Excerpts of location labeling data
• • • • •

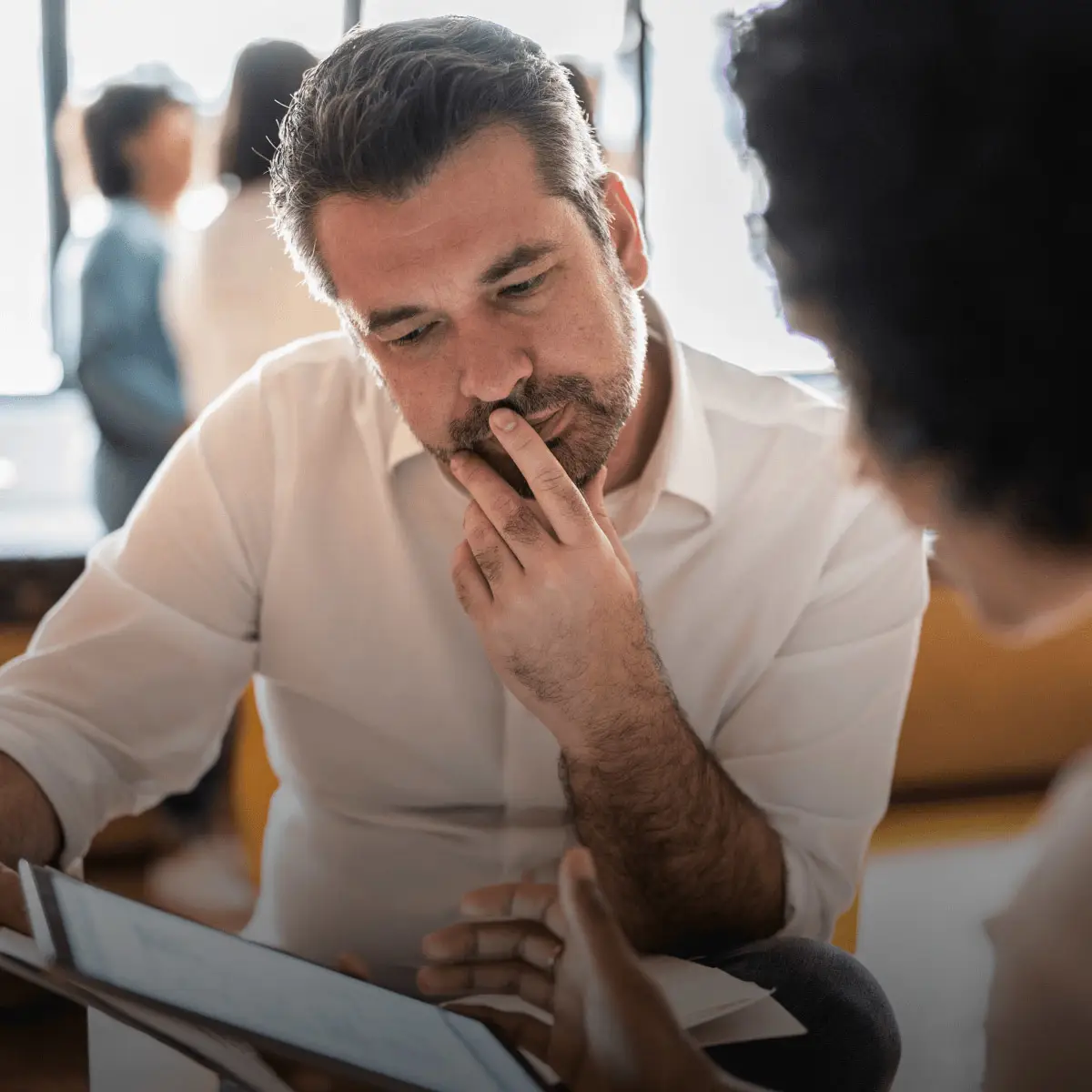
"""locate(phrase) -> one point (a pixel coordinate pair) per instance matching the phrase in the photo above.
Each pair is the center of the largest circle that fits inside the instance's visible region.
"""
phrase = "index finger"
(528, 902)
(562, 502)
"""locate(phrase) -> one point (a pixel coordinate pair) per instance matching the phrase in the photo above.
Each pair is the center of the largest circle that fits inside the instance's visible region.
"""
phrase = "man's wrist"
(622, 718)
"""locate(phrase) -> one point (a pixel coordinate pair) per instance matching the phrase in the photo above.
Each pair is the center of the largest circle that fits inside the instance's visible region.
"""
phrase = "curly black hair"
(927, 163)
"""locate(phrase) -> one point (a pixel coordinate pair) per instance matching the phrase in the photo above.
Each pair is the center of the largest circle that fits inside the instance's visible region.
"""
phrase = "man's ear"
(626, 233)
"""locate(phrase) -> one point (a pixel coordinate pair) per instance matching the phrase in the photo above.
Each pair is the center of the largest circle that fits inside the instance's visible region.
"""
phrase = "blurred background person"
(232, 293)
(585, 94)
(109, 329)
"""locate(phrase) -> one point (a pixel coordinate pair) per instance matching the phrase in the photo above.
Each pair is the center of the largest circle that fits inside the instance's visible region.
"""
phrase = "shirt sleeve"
(1038, 1027)
(126, 367)
(814, 742)
(126, 692)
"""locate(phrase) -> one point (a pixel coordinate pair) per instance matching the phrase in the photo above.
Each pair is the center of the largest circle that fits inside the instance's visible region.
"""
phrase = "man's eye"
(524, 288)
(414, 336)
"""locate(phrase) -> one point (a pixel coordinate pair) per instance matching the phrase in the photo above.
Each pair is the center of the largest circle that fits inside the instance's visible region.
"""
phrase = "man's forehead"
(478, 207)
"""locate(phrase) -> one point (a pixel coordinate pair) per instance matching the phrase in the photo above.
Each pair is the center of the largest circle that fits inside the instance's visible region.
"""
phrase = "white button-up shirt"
(300, 533)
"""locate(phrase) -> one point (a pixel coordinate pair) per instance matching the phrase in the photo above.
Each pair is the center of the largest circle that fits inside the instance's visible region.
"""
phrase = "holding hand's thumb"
(590, 918)
(12, 906)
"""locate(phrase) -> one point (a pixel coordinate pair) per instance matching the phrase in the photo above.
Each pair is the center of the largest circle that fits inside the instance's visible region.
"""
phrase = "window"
(108, 38)
(27, 365)
(703, 188)
(187, 52)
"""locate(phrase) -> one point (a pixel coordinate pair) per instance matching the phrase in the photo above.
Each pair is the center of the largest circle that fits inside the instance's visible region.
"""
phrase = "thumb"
(595, 494)
(590, 920)
(12, 905)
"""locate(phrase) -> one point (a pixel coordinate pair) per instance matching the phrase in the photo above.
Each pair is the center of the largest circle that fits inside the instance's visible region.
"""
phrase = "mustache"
(530, 397)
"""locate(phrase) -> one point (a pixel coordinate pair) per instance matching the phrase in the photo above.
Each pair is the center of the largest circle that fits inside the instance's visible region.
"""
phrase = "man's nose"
(490, 372)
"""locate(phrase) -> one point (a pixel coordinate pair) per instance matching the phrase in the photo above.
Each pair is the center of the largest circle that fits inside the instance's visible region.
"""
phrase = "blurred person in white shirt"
(514, 571)
(232, 293)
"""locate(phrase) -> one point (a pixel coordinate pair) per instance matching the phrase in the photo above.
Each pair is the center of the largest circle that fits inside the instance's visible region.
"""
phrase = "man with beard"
(459, 682)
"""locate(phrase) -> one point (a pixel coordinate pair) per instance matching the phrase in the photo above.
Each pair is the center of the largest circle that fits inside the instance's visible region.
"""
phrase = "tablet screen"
(271, 995)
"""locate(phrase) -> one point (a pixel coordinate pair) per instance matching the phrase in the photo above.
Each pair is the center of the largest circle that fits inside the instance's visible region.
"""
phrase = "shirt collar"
(685, 445)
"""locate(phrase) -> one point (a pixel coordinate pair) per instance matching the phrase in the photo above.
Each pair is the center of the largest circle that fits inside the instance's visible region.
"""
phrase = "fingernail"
(581, 864)
(426, 982)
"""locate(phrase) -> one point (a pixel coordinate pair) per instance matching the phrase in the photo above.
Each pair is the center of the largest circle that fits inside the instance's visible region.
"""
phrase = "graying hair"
(378, 116)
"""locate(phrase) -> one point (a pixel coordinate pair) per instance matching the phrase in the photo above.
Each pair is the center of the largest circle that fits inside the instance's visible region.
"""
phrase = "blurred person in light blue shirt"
(110, 333)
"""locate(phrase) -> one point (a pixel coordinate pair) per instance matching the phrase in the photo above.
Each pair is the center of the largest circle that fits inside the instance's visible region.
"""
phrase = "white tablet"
(281, 1004)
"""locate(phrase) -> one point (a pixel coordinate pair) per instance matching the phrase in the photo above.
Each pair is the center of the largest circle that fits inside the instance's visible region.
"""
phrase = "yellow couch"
(980, 716)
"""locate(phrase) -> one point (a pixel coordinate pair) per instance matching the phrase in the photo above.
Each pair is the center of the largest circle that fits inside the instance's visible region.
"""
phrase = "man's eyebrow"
(375, 321)
(527, 254)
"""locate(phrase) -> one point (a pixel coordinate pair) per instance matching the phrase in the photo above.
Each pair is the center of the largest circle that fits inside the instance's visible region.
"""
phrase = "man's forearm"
(28, 824)
(682, 852)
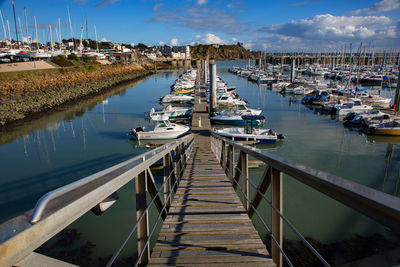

• • • • •

### THE EXERCISE
Report every line of the data above that contains the string "blurred".

### FINAL RESULT
phrase = "blurred background person"
phrase = "blurred person in white shirt"
phrase = "blurred person in light blue shirt"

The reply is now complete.